Text provided
━━━━

Human Capacity in The Island of Dr. Moreau
In Mark Greene et al.’s article “Moral Issues of Human-Non-Human Primate Neural Grafting,” the collective authors suggestively chart a series of potential ethical responses to the grafting of human neural stem cells into non-human primate (NHP) brains that revolve around the potentially new capacities that these NHPs could develop. For this working group, the ethical pitfall that haunts human to non-human primate (H-NHP) neural grafting lies in the ever-present possibility that NHPs will develop cognitive capacities outside of the normal range of their species. Although their article tempers such concerns by clearly stating the difficulty in definitively determining whether any given capacity is in fact outside of a species’ normal range, the authors leave no doubt that the acquisition of any human cognitive capacities by NHPs should be forcefully condemned as unethical. However, we might ask how Green et al. determine what a “capacity” is and from what perspective we should be confronting said capacities. For the authors, capacities exist as inherent properties of the NHPs under consideration, something that is internal to their structure and free from any mediation on the part of humans. The guiding concern of the working group and their ethical proposals is therefore to prevent any cross-species tampering that would provide an NHP with a capacity internal to its biological structure that otherwise would not have been there.

━━━━

Excerpted data
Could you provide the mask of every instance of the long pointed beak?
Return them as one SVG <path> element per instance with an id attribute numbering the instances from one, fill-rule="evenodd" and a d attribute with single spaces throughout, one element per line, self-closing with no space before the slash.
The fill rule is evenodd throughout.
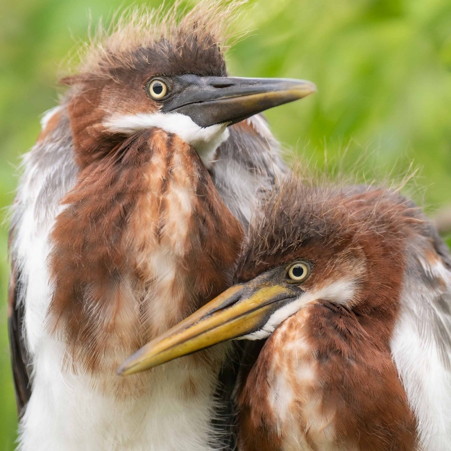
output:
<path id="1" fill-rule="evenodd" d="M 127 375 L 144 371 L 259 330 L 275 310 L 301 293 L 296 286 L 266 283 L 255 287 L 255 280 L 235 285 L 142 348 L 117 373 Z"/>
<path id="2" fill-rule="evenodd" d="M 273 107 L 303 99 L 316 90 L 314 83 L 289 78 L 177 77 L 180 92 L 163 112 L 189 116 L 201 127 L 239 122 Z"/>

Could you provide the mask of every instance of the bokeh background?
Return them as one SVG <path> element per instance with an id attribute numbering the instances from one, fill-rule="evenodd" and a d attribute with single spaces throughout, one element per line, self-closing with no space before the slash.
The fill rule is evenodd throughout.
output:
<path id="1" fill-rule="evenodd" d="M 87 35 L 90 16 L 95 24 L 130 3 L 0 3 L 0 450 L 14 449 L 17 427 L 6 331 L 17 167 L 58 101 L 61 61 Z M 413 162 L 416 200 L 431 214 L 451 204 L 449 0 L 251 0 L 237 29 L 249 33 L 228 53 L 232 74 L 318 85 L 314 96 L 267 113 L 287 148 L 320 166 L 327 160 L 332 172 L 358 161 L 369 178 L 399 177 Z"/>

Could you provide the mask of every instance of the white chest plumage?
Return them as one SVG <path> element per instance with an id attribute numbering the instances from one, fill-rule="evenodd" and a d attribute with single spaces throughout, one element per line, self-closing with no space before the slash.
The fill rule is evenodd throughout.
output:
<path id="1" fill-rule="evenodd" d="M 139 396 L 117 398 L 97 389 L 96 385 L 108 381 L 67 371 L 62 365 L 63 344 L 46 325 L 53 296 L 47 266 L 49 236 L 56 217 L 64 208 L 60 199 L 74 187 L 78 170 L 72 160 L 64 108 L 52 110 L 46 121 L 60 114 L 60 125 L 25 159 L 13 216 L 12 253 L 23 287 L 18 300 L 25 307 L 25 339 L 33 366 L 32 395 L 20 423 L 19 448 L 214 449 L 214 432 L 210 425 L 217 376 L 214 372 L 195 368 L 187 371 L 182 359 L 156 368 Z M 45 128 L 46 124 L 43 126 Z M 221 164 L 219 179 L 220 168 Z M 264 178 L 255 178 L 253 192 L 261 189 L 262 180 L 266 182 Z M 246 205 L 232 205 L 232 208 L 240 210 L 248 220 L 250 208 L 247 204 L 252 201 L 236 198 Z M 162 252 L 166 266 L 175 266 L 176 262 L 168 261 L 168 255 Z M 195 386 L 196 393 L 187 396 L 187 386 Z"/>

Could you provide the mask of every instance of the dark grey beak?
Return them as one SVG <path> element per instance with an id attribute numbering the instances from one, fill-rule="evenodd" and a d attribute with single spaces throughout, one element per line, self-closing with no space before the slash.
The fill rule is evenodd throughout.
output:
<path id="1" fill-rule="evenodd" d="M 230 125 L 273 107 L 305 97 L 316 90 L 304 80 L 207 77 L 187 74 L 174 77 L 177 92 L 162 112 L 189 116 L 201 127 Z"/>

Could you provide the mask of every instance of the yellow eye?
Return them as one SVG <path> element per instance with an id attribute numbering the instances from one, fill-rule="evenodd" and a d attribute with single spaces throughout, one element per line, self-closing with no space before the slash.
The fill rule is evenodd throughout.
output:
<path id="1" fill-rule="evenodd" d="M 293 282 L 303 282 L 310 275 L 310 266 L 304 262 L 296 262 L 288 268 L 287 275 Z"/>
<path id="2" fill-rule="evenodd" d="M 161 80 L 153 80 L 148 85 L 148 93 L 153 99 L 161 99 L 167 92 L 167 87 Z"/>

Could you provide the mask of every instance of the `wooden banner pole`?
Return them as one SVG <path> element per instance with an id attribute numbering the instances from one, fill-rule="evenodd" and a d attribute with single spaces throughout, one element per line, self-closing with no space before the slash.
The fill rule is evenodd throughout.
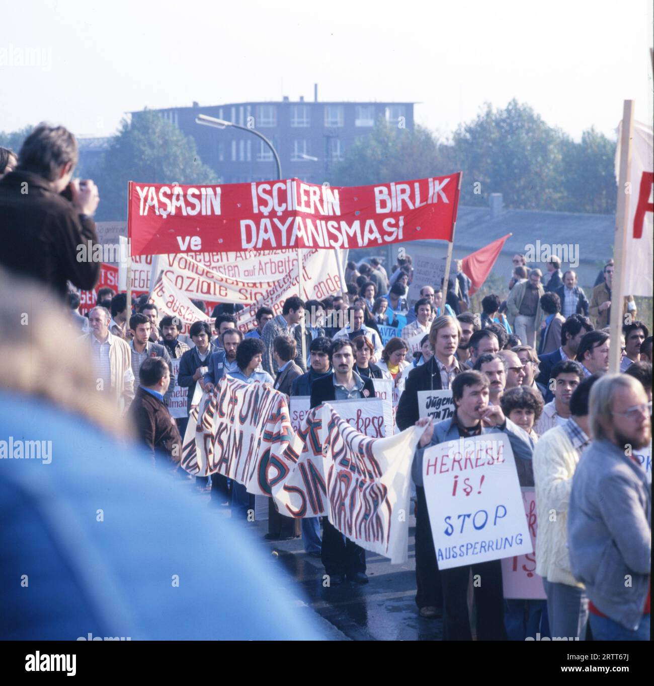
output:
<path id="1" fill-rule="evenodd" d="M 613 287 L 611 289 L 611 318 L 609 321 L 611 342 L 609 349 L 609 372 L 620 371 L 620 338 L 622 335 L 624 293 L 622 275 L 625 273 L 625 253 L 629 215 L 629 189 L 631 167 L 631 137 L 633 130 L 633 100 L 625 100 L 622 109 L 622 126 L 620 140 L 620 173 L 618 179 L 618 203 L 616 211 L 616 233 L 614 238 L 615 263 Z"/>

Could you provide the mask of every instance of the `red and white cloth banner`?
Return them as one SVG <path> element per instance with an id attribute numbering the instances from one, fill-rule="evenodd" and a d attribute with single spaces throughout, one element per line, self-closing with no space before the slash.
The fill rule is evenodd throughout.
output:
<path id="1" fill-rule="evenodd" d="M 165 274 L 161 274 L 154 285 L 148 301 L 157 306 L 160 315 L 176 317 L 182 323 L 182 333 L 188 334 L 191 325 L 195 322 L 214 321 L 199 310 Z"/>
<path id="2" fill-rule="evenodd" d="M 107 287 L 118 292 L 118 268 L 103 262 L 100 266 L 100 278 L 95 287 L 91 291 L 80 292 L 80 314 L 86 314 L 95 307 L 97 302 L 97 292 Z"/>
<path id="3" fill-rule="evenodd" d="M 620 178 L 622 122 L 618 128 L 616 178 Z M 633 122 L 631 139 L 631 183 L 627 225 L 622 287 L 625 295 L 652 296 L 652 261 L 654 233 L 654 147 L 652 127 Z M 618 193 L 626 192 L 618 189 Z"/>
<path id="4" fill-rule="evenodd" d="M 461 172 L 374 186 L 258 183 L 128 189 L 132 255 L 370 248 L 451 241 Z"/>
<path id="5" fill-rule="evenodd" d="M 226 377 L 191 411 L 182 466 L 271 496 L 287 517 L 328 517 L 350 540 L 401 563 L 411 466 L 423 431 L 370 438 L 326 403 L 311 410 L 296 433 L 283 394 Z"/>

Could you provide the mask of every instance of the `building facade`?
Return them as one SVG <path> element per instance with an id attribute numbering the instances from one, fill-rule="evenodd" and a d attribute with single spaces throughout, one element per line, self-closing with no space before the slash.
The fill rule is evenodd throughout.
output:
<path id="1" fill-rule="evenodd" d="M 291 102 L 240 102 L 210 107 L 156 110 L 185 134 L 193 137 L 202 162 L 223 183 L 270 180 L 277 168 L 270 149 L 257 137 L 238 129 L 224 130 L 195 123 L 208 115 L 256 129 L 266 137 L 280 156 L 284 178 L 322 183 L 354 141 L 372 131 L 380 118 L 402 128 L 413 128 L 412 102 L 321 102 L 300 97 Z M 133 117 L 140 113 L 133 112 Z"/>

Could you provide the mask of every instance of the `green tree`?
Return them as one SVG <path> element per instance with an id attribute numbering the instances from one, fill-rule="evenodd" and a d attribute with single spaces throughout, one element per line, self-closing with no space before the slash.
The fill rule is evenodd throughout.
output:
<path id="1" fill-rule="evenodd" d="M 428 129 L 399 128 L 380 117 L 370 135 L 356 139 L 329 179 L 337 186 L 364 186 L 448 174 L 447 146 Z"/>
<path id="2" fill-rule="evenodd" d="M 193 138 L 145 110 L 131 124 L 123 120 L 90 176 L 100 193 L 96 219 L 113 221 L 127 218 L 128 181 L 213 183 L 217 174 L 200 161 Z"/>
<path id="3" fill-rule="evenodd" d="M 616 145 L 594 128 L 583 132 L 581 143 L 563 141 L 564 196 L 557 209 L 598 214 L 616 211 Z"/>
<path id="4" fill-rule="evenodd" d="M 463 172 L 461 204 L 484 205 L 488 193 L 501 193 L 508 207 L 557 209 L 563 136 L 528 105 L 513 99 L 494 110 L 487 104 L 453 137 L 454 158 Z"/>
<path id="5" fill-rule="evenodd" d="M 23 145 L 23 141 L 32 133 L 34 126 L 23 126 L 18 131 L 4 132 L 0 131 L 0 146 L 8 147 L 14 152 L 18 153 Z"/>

━━━━

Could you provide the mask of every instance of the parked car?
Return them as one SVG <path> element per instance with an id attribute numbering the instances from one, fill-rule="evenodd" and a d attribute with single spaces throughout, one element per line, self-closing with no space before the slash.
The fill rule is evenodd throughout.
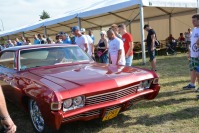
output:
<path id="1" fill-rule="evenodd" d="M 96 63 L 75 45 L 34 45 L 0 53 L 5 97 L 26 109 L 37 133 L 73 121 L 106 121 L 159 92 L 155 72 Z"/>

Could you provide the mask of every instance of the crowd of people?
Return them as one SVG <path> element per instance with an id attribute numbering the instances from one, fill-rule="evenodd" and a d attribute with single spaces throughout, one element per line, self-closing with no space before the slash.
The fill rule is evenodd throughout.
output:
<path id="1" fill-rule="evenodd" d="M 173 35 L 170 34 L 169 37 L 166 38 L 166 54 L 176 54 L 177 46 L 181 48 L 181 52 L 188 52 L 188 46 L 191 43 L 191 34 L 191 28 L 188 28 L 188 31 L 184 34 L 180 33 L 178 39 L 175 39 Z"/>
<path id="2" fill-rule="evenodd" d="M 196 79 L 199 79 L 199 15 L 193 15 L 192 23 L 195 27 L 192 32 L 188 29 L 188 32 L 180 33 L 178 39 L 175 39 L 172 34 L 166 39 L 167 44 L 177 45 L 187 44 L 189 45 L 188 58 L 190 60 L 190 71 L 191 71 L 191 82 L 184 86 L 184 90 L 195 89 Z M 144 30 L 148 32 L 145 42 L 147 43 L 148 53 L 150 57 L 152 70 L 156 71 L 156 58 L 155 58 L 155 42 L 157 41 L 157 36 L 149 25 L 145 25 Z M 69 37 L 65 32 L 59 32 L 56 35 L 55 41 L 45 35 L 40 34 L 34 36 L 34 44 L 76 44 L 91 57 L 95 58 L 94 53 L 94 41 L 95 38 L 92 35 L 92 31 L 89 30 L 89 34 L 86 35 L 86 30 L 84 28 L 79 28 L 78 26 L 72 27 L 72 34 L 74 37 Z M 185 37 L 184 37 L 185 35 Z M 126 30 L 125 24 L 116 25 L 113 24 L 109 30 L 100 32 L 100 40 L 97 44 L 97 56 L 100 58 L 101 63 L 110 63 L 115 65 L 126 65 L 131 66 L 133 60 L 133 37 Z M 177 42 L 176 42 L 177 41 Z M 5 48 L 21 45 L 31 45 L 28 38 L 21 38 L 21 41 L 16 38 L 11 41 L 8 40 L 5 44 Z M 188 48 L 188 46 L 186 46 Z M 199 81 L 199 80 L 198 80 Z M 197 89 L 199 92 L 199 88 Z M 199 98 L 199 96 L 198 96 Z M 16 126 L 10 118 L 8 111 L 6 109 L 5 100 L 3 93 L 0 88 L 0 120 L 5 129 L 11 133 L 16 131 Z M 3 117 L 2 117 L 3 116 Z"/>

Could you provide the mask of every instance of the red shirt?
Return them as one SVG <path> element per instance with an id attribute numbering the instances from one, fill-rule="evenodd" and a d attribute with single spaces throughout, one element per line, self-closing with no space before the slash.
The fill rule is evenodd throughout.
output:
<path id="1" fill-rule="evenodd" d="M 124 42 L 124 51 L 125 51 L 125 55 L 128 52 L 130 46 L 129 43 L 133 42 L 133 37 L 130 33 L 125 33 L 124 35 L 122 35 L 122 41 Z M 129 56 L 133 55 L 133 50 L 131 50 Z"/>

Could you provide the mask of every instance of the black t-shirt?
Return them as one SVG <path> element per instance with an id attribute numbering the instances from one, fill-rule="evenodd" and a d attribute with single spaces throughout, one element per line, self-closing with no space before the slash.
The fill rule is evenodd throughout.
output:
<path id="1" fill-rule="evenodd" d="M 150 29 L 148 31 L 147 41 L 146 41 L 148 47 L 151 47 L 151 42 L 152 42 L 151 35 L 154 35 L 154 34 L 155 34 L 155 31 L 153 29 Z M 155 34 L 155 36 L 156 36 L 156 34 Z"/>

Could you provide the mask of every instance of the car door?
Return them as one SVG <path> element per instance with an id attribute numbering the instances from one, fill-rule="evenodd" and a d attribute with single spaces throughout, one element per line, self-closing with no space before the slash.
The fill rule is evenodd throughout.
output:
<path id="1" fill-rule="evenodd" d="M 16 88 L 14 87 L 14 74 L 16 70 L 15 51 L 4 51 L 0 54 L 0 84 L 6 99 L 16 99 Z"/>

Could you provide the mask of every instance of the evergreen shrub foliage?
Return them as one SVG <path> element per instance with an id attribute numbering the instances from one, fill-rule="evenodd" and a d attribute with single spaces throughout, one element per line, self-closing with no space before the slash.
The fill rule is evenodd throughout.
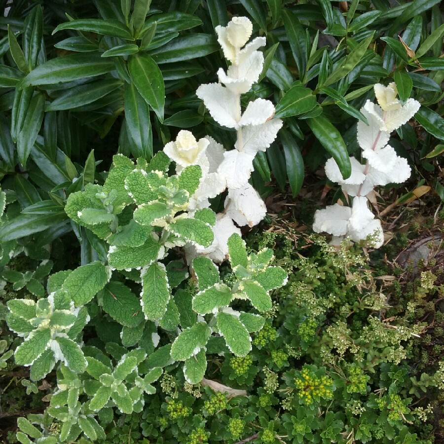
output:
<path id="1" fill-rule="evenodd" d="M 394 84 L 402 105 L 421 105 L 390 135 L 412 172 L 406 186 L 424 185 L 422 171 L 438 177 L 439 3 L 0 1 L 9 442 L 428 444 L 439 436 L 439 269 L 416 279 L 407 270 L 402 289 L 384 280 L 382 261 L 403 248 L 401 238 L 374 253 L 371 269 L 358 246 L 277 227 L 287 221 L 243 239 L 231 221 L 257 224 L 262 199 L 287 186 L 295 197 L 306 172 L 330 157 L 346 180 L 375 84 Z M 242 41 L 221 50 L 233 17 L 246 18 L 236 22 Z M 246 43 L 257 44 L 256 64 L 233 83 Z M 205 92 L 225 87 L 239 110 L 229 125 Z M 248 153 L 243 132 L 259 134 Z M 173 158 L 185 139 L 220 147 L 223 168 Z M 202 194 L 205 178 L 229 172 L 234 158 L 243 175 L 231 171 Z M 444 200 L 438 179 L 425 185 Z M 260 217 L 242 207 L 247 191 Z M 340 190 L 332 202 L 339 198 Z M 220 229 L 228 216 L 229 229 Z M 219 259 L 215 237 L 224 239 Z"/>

━━━━

Task instructions
- 1) Answer these from the passage on neural grafting:
(a) What is the title of the article by Mark Greene et al.?
(b) According to the authors, what is difficult to determine definitively?
(c) What is the guiding concern of the working group and their ethical proposals?
- 2) Write the next part of the passage on neural grafting, picking up after its final sentence.

Task-by-task results
- 1)
(a) "Moral Issues of Human-Non-Human Primate Neural Grafting"
(b) Whether any given capacity is in fact outside of a species' normal range.
(c) To prevent any cross-species tampering that would provide an NHP with a capacity internal to its biological structure that otherwise would not have been there.

- 2)
The issue that such an approach sidesteps is the manner in which what constitutes “human capacities” is not necessarily inherently biological or environmentally conditioned. To this end, I would like to turn to H.G. Well’s novel The Island of Doctor Moreau, which constructs human capacity in a far different manner from Green et al. During Prendick’s initial days on the island, he finds it difficult to identify what exactly disturbs him about the artificially-humanized Beast Men. He formulates a long list of anatomical differences, such as the Beast Men’s “stunted legs,” “sloped foreheads,” and “slow gestures,” but none of these comprehensively encapsulates the (uncannily small) gap that separates Man from (Beast) Man. Indeed, Prendick often falls back on ambiguous phrases like “the grotesque Thing,” the animal (or, at the end of the novel, human) “taint,” or the “peculiar” feeling that he gets around the Beast Men. This uncanny sensation is only exacerbated at the end of the novel, when Prendick returns to London and begins to sense the dormant animality within civilized society. At the same time, though, there is no doubt that Prendick differentiates Man from (Beast) Man during his stay on the island; after all, Montgomery’s cardinal sin is his own inability to clearly distinguish between himself and the island’s more bestial inhabitants. If physical appearance is so close as to be (almost, but never quite) indistinguishable, “capacities” are likewise frighteningly close.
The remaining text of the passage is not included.